After considering the concept of "harm" in criminal, defamation and child protection cases, the Tribunal found that [85]:
In the context of s 14 of the GIPA Act I am inclined to the view that the meaning of harm should be confined to a real and substantial detrimental effect on a person, rather than on their business interests This is so given the juxtaposition of the word "harm" with the concepts of serious harm and intimidation, and the fact that economic and business interests are the subject of public consideration against disclosure in part 4 of the section 14 Table A detrimental effect may be to a person's physical, psychological or emotional wellbeing (emphasis added)
After considering the concept of "harassment" in anti-discrimination law the Tribunal found that [87]:
a consideration of those laws reveals that a common element is that the person harassed would be offended, humiliated or intimidated by the conduct in the circumstances see Sex Discrimination Act 1984 (Cth), s28A(1), Anti-Discrimination Act 1977 (NSW), s 22A, and Equal Opportunity Act 1984 (SA), s 87(9)
The Tribunal concluded that [89]:
All of the definitions of harassment require a consideration of how the conduct complained of is experienced by the person alleged to be harassed, and are concerned with whether that person was offended, worried, tormented, distressed or harassed by the conduct. In the context of the GIPA Act where the decision maker has to be satisfied that, if the information is disclosed, it could reasonably be expected that the disclosure would expose a person to serious harassment, the assessment of the impact of the conduct on the individual concerned is an objective one, although particular circumstances and vulnerabilities relating to that individual may be taken into account when making that assessment.
The concept of "intimidation" was held by the Tribunal to be closely related to the concept of "harassment" and was "to make timid, or inspire with fear, overawe, cow" [at 90-93].
The Tribunal elaborated at [94] that
Importantly the intimidation or harassment referred to in point 4(f) [sic] is required to be serious intimidation or serious harassment, requiring that the decision maker be satisfied that release of the information could reasonably expose a person to intimidation or harassment that is heavy, weighty or grave, and not trifling or transient (emphasis added)
Mere discomfort or tension is not ordinarily enough (Ermel v Department of Finance and Services [2013] NSWADT 183).
[8]
Consideration
Bearing the above interpretational principles in mind, the first question the Tribunal asks itself in relation to each item is 'could the disclosure of information reasonably be expected to have one or more of the relevant effects?' If not then the particular item does not apply. If it does apply, then the Tribunal determines the weight it carries and conducts the balancing exercise against the weight of factors in favour of disclosure (Commissioner of Police (NSW) v Camilleri [2012] NSWADTAP 19).

□ □ □ □

◆ WHAT IS REQUIRED
Return, word for word, the stretch of the tribunal excerpt above from "The Tribunal concluded" through "making that assessment.".

◆ SUPPLIED DATA
□ □ □ □

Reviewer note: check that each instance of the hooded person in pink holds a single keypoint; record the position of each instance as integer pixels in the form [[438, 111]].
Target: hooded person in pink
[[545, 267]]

□ □ □ □

◆ WRITTEN RESPONSE
The Tribunal concluded that [89]:
All of the definitions of harassment require a consideration of how the conduct complained of is experienced by the person alleged to be harassed, and are concerned with whether that person was offended, worried, tormented, distressed or harassed by the conduct. In the context of the GIPA Act where the decision maker has to be satisfied that, if the information is disclosed, it could reasonably be expected that the disclosure would expose a person to serious harassment, the assessment of the impact of the conduct on the individual concerned is an objective one, although particular circumstances and vulnerabilities relating to that individual may be taken into account when making that assessment.